Set task A: Print the passage of the paint sprayer thread that starts with the words containing "Thats a pretty" and ends with "an incredible job.".

Text provided:
# Dont know shiz about painting



## Ninjaframer (May 28, 2011)

Do you realy have to spend $800 to get a decent sprayer?


----------



## world llc (Dec 9, 2008)

depends, any of the sprayers we used that were nice were 800 up to 5000


----------



## Ninjaframer (May 28, 2011)

I just bought a graco 170 but the paint store was tryin hard to sell me a titan somethig or other, i dont paint often but i want one that will work when i plug it in and will last a long time.


----------



## Jaws (Dec 20, 2010)

Ninjaframer said:


> Do you realy have to spend $800 to get a decent sprayer?


Thats a pretty good deal. What brand? 

What are you spraying? Only thing we spray is mouldings and doors. Everytging else is dolled and brushed. 

I hate painting, i leave it to the pros. My top painter will do circles around me and do an incredible job.


----------



## summithomeinc (Jan 3, 2011)

Yes. If you tell us what you want to spray you could probably get a better idea. I bought a new Titan 440i last year for about 700.00. I've only used it a few times. I'm still using my old 440i that is a 10-15 years old. it has sprayed everything from apartments to commercial strip malls to 7000 sf custom homes. It has been re packed several times but still works great. I would say for most residential it is all you need.

Data items
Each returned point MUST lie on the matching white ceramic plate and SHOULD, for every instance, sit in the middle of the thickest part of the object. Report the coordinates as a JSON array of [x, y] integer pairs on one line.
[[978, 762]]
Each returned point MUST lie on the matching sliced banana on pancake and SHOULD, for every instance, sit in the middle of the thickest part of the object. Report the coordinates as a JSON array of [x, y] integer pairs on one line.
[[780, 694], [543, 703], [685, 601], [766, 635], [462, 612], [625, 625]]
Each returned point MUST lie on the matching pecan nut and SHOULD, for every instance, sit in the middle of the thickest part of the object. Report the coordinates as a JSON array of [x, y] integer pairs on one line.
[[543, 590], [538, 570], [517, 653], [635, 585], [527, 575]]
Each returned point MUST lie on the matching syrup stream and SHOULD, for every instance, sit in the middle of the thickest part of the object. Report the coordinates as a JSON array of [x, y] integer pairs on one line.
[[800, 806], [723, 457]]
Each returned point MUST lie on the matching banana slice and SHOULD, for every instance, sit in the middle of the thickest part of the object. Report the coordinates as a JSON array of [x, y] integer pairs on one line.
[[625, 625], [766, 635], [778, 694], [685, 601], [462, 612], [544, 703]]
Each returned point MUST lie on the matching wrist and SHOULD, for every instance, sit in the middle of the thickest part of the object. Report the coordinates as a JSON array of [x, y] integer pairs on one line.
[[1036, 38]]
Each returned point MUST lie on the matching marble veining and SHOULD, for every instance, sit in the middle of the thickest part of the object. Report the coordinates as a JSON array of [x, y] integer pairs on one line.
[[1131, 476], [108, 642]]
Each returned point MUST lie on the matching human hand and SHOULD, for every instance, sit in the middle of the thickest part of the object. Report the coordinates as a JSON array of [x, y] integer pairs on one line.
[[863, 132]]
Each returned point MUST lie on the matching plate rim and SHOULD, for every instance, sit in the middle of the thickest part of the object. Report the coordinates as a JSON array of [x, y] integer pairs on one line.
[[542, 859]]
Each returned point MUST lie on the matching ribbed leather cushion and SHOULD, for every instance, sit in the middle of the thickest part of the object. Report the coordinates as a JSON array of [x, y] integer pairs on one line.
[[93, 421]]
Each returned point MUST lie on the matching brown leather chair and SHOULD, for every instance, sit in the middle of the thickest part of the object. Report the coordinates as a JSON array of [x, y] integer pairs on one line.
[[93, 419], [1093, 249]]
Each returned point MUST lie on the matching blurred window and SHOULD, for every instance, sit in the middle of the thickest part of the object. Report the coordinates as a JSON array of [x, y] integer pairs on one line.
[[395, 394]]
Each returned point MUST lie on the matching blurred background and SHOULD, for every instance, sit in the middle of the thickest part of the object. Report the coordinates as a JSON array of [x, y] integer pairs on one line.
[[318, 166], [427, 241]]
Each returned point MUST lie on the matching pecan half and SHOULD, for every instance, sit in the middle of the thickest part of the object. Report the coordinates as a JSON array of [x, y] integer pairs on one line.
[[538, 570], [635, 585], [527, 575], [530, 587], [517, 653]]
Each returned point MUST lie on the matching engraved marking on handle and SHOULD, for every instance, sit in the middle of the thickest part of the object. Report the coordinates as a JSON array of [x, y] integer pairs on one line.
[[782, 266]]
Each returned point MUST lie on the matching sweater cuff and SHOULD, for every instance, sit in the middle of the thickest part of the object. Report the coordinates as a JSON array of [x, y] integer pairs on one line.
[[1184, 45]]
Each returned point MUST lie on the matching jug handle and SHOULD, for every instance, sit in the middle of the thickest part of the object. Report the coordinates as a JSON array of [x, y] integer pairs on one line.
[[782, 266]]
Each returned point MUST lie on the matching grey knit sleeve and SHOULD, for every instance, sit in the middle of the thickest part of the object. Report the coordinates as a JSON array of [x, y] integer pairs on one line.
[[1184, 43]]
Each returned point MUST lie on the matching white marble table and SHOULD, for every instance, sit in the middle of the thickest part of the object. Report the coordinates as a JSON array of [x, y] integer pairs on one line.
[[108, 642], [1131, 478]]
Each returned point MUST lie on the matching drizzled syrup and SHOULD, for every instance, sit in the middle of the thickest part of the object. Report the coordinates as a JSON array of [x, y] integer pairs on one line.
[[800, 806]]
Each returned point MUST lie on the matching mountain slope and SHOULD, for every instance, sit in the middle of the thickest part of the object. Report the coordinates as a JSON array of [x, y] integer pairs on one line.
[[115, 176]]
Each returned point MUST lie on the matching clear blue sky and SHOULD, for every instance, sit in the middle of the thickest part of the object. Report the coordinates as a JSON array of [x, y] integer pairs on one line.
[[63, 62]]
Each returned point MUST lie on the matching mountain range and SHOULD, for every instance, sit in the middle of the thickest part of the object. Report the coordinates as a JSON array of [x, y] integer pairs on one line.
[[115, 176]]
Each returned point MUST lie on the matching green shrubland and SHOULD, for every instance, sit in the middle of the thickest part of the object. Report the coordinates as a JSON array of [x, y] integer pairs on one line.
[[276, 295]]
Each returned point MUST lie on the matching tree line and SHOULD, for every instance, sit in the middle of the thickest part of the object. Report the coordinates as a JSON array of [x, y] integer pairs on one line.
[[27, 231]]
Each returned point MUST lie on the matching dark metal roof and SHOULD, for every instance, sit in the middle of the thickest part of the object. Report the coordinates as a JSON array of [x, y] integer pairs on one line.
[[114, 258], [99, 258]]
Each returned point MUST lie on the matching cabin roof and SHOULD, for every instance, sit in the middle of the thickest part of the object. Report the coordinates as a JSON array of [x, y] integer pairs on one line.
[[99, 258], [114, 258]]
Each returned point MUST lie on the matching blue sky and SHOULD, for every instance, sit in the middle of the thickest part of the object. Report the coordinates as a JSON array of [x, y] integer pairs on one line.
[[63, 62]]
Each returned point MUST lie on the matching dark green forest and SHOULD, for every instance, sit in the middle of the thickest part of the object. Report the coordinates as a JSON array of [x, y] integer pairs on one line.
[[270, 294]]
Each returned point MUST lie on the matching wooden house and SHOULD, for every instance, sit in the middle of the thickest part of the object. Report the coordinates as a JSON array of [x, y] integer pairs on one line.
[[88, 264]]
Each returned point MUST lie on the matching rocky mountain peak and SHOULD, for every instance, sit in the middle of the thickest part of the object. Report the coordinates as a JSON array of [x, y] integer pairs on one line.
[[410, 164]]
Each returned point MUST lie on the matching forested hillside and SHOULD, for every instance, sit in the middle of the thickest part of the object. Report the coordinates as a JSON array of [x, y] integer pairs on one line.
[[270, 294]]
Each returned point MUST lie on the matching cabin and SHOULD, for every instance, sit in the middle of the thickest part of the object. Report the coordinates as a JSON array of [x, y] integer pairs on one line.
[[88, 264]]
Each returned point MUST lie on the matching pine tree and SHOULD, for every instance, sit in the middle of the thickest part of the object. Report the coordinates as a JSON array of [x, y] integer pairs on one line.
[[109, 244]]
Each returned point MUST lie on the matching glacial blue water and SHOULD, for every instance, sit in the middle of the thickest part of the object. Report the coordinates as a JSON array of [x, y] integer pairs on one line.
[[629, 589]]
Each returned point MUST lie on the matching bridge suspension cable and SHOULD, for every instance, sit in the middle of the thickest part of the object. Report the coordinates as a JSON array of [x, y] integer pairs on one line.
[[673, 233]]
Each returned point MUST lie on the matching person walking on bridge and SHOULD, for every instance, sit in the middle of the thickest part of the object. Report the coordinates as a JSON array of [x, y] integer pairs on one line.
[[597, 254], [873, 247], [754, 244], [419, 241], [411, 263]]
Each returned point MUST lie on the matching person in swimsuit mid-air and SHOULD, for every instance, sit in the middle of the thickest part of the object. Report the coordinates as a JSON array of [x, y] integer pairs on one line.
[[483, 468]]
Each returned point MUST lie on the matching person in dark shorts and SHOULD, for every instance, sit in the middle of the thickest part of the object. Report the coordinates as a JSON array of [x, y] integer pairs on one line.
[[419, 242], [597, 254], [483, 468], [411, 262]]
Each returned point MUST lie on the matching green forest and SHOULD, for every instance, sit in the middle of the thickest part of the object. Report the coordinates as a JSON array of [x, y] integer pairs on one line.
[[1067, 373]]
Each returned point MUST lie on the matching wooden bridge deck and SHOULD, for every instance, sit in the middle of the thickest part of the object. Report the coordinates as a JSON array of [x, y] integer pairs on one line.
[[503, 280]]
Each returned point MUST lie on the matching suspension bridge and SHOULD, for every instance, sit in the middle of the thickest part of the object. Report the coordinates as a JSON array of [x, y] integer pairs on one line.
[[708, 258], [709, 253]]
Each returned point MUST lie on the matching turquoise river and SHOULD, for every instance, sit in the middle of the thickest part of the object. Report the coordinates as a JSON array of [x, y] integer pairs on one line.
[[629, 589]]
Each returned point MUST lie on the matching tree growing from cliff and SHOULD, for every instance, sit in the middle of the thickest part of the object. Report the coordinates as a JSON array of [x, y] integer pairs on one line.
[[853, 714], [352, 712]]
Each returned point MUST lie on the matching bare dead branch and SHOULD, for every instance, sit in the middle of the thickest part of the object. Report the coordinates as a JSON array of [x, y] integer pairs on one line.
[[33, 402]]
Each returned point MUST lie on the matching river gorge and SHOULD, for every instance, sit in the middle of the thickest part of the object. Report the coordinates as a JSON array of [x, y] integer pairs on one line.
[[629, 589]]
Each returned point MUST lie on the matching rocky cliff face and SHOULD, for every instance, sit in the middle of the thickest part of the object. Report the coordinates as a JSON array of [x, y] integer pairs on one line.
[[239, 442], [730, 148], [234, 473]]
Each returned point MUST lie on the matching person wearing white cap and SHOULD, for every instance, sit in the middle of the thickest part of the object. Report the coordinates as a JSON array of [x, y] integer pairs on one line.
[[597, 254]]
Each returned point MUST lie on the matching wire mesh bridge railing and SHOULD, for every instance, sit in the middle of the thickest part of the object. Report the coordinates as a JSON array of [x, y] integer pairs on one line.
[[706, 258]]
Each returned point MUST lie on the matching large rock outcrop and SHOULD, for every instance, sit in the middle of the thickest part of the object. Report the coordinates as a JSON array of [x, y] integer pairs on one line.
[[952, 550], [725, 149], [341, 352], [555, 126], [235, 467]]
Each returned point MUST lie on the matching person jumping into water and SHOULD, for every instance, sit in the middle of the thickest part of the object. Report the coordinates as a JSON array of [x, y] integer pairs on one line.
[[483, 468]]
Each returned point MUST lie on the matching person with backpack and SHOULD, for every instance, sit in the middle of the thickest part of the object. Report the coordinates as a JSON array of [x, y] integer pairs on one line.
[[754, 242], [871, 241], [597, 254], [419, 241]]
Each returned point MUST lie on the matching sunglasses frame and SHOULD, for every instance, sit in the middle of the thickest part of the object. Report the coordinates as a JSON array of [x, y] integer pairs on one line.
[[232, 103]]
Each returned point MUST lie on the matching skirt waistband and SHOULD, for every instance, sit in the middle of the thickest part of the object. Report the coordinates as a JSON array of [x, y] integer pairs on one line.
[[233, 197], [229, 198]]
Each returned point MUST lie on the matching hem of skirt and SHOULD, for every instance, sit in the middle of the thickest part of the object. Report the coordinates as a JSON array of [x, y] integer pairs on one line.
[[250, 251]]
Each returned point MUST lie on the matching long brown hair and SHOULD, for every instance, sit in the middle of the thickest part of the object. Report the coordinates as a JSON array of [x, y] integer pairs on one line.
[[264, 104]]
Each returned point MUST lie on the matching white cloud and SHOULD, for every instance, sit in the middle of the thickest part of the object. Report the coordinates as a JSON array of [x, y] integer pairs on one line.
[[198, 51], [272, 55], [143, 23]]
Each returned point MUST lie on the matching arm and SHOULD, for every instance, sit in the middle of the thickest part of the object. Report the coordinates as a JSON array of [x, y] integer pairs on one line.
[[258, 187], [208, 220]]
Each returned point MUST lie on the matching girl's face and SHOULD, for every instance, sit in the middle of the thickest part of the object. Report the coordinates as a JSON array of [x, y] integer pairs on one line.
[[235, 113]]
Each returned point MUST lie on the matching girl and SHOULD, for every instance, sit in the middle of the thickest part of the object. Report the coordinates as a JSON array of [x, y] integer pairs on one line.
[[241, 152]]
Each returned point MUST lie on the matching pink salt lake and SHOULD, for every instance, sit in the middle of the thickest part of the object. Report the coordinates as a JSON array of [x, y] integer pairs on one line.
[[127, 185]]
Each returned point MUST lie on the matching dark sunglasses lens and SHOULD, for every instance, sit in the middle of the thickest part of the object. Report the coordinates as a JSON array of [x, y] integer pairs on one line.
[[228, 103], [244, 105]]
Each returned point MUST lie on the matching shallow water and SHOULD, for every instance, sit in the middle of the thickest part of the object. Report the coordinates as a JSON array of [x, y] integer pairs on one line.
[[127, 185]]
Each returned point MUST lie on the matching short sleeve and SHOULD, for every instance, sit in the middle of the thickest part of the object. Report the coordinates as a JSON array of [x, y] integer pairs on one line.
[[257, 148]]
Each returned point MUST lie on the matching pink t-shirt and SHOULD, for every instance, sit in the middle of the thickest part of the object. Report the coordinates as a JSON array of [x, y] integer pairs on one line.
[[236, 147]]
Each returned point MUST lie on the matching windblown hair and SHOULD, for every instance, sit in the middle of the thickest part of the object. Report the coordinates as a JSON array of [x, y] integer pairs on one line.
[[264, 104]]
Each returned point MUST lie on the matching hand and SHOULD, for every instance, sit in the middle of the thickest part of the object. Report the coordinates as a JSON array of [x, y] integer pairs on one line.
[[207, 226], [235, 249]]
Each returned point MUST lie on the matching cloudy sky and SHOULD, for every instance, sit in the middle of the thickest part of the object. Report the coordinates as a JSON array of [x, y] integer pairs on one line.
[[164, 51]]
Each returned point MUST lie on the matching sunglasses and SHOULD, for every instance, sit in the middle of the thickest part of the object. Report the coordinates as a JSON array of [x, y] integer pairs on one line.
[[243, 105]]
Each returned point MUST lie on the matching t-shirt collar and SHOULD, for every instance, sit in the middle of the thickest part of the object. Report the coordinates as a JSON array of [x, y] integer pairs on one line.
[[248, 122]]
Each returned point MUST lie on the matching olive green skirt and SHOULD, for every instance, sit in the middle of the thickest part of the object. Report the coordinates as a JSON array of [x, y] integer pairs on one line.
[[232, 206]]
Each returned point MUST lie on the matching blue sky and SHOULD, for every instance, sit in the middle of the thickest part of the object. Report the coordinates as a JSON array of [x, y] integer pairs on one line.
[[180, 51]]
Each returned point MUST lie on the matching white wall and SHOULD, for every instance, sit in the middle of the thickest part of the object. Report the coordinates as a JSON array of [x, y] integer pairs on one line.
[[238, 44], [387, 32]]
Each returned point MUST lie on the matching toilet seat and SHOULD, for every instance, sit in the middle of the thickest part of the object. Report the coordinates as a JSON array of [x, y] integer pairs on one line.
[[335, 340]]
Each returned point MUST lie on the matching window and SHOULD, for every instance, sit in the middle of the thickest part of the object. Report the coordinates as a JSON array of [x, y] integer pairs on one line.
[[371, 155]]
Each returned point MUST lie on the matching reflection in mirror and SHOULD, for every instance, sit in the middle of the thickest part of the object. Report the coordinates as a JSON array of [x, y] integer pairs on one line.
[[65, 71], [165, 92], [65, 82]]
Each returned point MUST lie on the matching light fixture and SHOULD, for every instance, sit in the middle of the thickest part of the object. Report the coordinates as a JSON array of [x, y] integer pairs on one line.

Set task B: List every line of the rows above that contains the word "brown", matching uppercase and lowercase exactly.

Response A:
Thats a pretty good deal. What brand? 

What are you spraying? Only thing we spray is mouldings and doors. Everytging else is dolled and brushed. 

I hate painting, i leave it to the pros. My top painter will do circles around me and do an incredible job.

Response B:
Each returned point MUST lie on the matching brown leather chair and SHOULD, for every instance, sit in the middle of the thickest part of the object. Report the coordinates as a JSON array of [x, y] integer pairs on one line.
Each returned point MUST lie on the matching long brown hair and SHOULD, for every instance, sit in the middle of the thickest part of the object. Report the coordinates as a JSON array of [x, y] integer pairs on one line.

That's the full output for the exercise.